[Entries from a pointing dataset]
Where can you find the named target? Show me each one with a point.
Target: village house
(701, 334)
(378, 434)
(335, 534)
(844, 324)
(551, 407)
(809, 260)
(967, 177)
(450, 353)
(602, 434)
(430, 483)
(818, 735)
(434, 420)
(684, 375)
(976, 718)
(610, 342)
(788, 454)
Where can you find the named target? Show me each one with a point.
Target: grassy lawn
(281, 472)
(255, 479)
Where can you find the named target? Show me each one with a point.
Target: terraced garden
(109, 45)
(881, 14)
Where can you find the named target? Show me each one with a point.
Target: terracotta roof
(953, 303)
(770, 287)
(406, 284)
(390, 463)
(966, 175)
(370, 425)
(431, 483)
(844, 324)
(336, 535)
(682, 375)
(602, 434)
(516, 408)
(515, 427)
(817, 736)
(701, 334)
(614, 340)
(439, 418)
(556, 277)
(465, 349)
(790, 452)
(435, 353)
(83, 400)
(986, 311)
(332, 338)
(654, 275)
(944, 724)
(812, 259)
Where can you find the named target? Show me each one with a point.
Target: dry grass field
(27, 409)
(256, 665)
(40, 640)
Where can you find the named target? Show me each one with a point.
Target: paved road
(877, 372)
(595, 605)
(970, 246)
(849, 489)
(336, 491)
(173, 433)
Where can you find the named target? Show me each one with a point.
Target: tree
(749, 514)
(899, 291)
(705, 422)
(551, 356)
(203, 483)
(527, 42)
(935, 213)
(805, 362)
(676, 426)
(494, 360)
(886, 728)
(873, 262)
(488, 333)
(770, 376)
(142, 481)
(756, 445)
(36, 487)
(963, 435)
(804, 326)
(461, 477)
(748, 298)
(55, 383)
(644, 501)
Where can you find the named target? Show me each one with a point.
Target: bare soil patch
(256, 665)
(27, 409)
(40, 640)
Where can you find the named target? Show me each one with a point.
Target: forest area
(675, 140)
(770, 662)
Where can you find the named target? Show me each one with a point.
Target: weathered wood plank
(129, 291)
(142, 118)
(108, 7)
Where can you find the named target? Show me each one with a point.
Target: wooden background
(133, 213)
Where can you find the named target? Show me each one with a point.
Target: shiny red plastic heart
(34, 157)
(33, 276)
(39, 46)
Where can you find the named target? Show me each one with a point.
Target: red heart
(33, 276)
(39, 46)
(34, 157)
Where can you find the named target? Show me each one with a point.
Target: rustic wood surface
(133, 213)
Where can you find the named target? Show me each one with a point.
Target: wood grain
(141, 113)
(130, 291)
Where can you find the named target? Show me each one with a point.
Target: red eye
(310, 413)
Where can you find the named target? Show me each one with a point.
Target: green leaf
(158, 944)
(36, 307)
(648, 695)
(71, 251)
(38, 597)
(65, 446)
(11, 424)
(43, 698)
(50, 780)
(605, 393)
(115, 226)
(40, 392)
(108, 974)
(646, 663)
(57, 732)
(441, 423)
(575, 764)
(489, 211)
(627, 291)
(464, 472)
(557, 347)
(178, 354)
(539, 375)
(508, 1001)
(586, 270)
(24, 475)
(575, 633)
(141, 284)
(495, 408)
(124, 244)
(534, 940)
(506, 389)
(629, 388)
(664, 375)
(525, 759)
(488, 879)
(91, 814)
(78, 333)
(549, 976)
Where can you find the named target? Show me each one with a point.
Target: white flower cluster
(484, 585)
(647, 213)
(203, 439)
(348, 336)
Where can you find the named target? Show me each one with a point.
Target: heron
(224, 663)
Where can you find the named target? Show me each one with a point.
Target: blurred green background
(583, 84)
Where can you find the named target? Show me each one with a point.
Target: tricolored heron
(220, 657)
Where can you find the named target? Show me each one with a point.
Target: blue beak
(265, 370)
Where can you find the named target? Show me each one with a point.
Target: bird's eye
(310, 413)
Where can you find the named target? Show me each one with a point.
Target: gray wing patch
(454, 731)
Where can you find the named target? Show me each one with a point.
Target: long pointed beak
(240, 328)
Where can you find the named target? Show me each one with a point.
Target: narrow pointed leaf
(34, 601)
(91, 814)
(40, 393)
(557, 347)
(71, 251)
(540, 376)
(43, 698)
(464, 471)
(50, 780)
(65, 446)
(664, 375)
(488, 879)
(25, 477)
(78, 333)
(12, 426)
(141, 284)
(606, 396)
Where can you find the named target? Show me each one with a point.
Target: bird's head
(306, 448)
---
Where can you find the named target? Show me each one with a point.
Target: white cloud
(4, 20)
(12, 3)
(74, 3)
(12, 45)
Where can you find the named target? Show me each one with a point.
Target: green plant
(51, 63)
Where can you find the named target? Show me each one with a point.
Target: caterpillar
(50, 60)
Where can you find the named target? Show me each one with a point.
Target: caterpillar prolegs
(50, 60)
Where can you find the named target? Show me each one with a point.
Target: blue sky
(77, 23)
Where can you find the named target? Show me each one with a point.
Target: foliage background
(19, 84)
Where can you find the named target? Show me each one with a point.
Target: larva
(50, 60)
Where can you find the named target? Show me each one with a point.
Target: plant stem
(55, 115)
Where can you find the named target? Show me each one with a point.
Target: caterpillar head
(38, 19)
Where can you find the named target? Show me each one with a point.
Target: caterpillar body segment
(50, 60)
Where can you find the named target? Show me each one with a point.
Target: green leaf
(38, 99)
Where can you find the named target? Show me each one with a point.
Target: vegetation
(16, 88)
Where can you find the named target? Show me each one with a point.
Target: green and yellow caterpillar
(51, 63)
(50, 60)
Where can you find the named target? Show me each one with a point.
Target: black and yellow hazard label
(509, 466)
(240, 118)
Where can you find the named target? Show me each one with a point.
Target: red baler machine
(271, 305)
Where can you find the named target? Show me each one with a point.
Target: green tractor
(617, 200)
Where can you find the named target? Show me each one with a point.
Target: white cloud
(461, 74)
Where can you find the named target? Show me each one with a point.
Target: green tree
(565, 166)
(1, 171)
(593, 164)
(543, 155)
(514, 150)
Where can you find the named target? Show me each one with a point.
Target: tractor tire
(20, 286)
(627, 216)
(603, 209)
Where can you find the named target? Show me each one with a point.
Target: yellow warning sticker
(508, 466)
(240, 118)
==
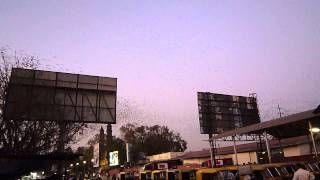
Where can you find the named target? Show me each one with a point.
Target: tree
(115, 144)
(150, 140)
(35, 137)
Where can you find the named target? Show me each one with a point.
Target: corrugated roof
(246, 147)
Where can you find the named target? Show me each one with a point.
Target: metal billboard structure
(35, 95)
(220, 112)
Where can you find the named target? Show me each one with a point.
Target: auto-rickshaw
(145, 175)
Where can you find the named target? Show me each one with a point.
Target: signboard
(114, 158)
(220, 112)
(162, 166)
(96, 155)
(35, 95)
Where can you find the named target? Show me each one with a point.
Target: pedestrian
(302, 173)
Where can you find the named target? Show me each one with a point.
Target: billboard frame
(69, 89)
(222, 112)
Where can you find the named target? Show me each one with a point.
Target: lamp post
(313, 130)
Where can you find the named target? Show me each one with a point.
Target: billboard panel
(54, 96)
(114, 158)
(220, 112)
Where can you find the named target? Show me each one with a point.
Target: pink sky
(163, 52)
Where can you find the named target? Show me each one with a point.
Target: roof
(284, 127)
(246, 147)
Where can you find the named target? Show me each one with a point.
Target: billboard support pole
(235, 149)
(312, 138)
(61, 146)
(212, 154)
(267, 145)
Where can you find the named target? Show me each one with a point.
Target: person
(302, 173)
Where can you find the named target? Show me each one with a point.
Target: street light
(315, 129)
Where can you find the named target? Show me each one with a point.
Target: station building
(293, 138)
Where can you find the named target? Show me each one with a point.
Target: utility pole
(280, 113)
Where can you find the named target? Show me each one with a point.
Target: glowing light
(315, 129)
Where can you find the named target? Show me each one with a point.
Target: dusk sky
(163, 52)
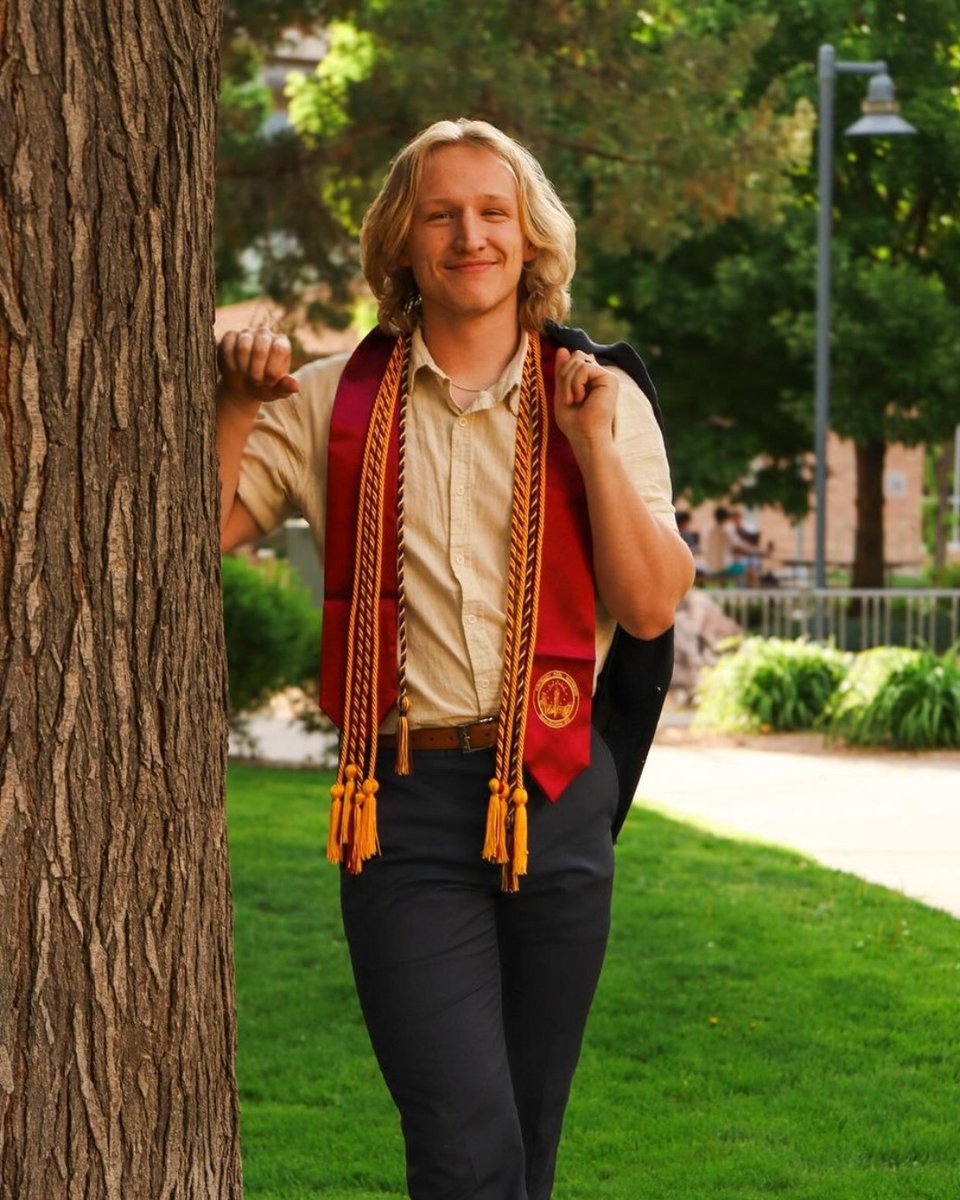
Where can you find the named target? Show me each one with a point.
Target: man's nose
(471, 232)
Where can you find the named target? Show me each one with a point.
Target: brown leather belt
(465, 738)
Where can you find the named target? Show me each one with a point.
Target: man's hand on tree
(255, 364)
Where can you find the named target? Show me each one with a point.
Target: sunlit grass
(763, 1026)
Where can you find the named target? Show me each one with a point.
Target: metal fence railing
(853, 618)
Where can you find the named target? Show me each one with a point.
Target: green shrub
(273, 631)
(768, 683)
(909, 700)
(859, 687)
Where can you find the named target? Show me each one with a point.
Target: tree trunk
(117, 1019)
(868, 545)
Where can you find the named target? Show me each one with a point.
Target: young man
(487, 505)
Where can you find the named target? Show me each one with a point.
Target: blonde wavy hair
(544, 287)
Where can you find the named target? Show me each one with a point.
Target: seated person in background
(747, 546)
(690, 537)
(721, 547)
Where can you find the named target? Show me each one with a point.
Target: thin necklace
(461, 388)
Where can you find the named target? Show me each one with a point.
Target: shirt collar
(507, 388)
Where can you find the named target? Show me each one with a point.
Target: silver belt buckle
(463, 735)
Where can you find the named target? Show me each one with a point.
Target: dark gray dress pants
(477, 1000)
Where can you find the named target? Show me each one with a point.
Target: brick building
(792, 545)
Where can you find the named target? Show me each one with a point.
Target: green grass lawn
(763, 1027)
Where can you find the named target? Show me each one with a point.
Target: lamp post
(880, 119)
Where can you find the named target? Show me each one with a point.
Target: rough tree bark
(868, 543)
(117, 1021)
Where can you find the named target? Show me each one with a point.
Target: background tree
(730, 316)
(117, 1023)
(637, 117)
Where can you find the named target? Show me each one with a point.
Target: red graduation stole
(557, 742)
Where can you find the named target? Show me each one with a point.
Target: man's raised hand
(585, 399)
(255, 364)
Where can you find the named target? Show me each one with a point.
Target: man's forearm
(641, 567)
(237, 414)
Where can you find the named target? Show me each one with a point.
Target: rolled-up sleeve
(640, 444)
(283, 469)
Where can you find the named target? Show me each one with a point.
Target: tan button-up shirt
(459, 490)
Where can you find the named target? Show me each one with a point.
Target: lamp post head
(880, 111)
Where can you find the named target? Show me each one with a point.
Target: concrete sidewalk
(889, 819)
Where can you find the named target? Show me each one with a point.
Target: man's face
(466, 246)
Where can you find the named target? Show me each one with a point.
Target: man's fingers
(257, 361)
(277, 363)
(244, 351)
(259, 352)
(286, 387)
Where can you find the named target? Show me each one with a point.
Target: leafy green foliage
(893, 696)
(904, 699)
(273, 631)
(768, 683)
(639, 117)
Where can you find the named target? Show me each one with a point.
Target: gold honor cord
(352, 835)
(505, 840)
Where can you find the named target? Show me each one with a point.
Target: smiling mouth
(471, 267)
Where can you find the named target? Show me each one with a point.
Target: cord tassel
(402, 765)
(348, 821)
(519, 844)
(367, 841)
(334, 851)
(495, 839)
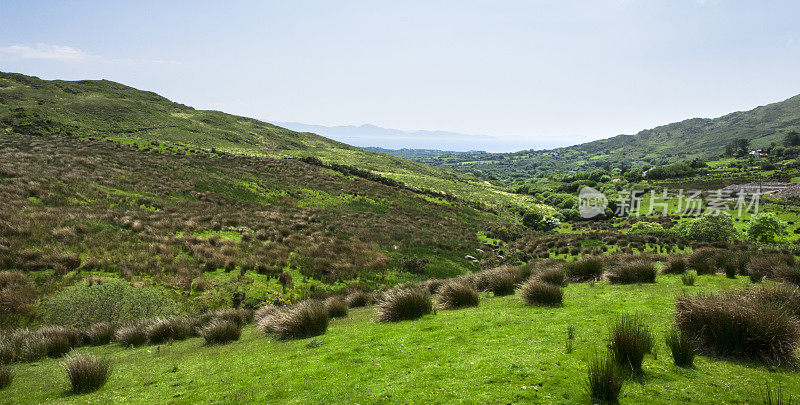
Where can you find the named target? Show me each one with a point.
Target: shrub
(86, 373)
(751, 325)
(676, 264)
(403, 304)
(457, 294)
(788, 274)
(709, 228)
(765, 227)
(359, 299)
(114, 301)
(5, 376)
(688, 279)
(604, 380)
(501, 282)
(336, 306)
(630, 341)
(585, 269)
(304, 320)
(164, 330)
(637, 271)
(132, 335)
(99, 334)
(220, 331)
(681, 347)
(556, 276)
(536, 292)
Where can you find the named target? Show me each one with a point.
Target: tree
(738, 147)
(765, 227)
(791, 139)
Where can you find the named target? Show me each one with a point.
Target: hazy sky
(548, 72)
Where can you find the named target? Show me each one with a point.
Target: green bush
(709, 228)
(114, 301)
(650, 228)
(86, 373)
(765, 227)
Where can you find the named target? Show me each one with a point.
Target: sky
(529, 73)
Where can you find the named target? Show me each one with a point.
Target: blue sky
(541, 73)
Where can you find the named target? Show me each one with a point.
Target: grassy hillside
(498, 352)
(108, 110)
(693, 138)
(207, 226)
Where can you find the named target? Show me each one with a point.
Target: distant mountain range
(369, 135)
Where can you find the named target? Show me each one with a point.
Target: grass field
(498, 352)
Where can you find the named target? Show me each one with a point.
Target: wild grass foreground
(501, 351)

Your task: Filter the records above, keeping every line that contains the word "plant", matched with case taken into account.

Task response:
Target: green plant
Target: plant stem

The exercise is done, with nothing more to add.